## Tasks for this exercise
A) In the home-organizing text, why are the items moved from the corner cupboard to the cupboard above the refrigerator, even though that spot is hard to reach?
B) Carry the home-organizing text forward from its last sentence, in the same first-person voice.

— BEGIN Text to read —

An Organized Home: Step 6

Baby Steps to an Organized Home:

Seasonally Re-Evaluate

Just as no home stays tidy on a daily basis, no home stays organized from year to year. My home needs a seasonal (every few months or so) going over to quickly re-evaluate storage areas. This is the time to reorganize cupboards, drawers, shelves, and closets and to get rid of the broken, worn out, outdated, and repetitive items. Here is what I do:

1. I pull out, throw out, and wipe out.
2. I put away what doesn’t belong there.
3. I pare down what I don’t need.
4. I decide on new or different storage containers if needed.
5. I arrange the keepers neatly back in place.

You will notice that this is the short list of how to get organized in the first place, my steps 1-4. Yes, the same thing needs to be done over and over again, except that it should be the quick version from now on.

Here is an example from my own home; a little reworking of two of my kitchen cupboards:This is a corner cupboard next to the stove and below my main counter work area. The door is only 12″ wide and very difficult to reach into. But I’m hoping to fit more casserole dishes inside because the current storage for my microwave-safe casseroles will become toy storage for baby grandson.

This is the high cupboard above the refrigerator. It doesn’t have much in it.

1. I pull out, throw out, wipe out:I emptied both cupboards onto the kitchen counter, then I wiped the shelves clean.

2. I put away what doesn’t belong there:I decided these items could easily be stored above the refrigerator, rather than in the more convenient lower corner cupboard. Even though it is hard to reach above the refrigerator, most of these pieces are used only seasonally so they don’t need to be taking up the lower cupboard space.
3. I pare down what I don’t need:On further thought, I decided I don’t use these pieces enough, or like them enough, to keep them around any longer. Most will go in the garage sale boxes; one is trash (can you guess which?)

— END Text to read —
— BEGIN Material shown —

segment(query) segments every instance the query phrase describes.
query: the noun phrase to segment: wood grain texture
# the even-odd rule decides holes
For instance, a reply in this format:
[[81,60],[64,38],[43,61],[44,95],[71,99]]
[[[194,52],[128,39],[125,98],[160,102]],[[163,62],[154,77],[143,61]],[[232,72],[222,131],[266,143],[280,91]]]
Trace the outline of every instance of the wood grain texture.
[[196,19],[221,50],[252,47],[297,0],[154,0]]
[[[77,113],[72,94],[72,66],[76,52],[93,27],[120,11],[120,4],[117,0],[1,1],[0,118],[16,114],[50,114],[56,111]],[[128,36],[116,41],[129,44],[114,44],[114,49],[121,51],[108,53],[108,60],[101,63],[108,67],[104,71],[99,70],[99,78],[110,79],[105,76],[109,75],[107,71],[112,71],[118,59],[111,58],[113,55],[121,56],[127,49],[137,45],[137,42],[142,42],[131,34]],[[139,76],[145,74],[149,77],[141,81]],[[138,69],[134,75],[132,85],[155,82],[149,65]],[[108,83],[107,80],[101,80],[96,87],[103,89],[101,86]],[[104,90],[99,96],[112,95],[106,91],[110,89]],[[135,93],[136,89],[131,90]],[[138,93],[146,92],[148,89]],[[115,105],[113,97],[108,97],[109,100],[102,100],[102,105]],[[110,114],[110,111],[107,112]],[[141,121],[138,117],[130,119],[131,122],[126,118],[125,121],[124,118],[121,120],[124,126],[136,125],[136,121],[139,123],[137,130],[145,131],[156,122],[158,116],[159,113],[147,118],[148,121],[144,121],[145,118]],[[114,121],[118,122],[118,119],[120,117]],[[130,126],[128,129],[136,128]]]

— END Material shown —

## Responses by task
A) Most of those pieces are used only seasonally, so they don't need to take up space in the more convenient lower corner cupboard.

B)
4. I decide on new or different storage containers if needed:
In this case, I don’t need any storage containers since this was mainly a reorganization project.

5. I arrange the keepers neatly back in place:The corner cupboard now holds all my casserole dishes and baking dishes: 5 glass and ceramic casseroles, 2 bread pans, 3 9″x13″ baking dishes, 1 roasting pan, 6 pie plates, 3 round cake pans, 2 rectangle cake pans, 3 mini muffin pans, and 2 cast iron skillets.

The cupboard over the refrigerator now stores my seasonal pieces: a bundt pan, a springform pan, a chafing dish, a decorative ceramic mold, a Swedish cake pan, 5 mini loaf pans, a gingerbread house mold, a ceramic shortbread mold, and a bag of Tupperware popsicle molds. With a step stool, I can easily access them for the one or two times a year that I use them.

Every time I go through this process, the hardest step for me is #3, paring down what I don’t need. I still struggle with keeping and accumulating too much. It’s an emotional thing to get rid of what I no longer need: What if I need it later? What if someone I love might need it later? What if I never find one again if I need it? Eventually, I learned that I should keep only two types of items: Items that are used at least once a year, and very special mementos. The rest I make myself let go of, and I found my life to be more calm and less stressful. I much prefer it that way.

My two final thoughts for you:

Remember, there is not one “right” way to organize. Find a method that works for you and do it. Don’t be concerned about others’ methods or opinions.

It’s OK if your house looks lived in. After all, you really do live there. Don’t get caught up in magazine pictures that show spotless homes.

Now, go, enjoy your clutter-free home!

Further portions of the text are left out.